→ Task statement: Nothing besides a number belongs in the answer, which is how many lines of the listing contain the string "instance".

→ Data:
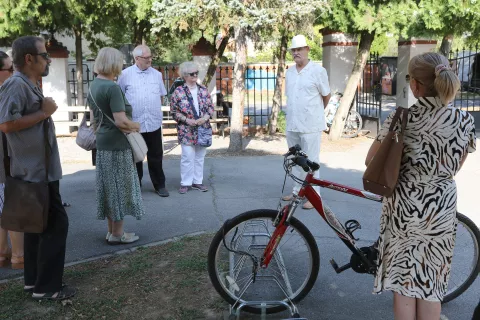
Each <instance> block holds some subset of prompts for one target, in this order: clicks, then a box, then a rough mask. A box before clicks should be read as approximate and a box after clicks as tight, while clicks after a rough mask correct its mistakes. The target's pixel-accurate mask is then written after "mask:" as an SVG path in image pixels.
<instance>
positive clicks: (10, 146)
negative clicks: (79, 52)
mask: <svg viewBox="0 0 480 320" xmlns="http://www.w3.org/2000/svg"><path fill="white" fill-rule="evenodd" d="M12 57H13V65H14V66H15V70H16V72H15V73H14V74H13V76H12V77H10V78H9V79H8V80H7V81H5V82H4V84H3V86H2V87H1V88H0V106H1V107H0V131H2V132H4V133H5V135H6V137H7V141H8V148H9V155H10V175H11V176H12V177H14V178H16V179H19V180H23V181H28V182H45V179H46V180H47V182H48V189H49V204H50V210H49V213H48V222H47V227H46V229H45V231H44V232H43V233H25V235H24V251H25V253H24V260H25V266H24V270H25V274H24V276H25V277H24V279H25V287H24V291H26V292H31V293H32V297H33V298H34V299H37V300H40V299H50V300H62V299H68V298H70V297H73V296H74V295H75V293H76V290H75V289H74V288H72V287H68V286H65V285H63V284H62V277H63V269H64V264H65V250H66V241H67V234H68V217H67V213H66V212H65V209H64V207H63V205H62V199H61V197H60V192H59V186H60V184H59V180H60V179H61V178H62V167H61V164H60V156H59V152H58V144H57V138H56V136H55V127H54V124H53V121H52V119H51V117H50V116H51V115H52V114H53V113H54V112H55V111H56V110H57V108H58V107H57V105H56V103H55V101H54V100H53V99H52V98H49V97H44V96H43V93H42V89H41V88H40V86H39V84H38V80H39V79H40V78H41V77H45V76H47V75H48V71H49V65H50V63H51V62H52V60H50V57H49V55H48V53H47V50H46V48H45V41H44V40H43V39H42V38H39V37H33V36H25V37H20V38H18V39H16V40H15V41H14V42H13V44H12ZM2 72H4V71H2ZM44 125H46V132H45V131H44ZM46 150H48V151H47V152H48V153H49V155H48V157H46V155H45V152H46ZM46 158H48V161H47V160H46ZM1 167H2V168H3V164H2V165H1ZM2 170H3V169H2ZM7 187H8V186H7Z"/></svg>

→ Result: 2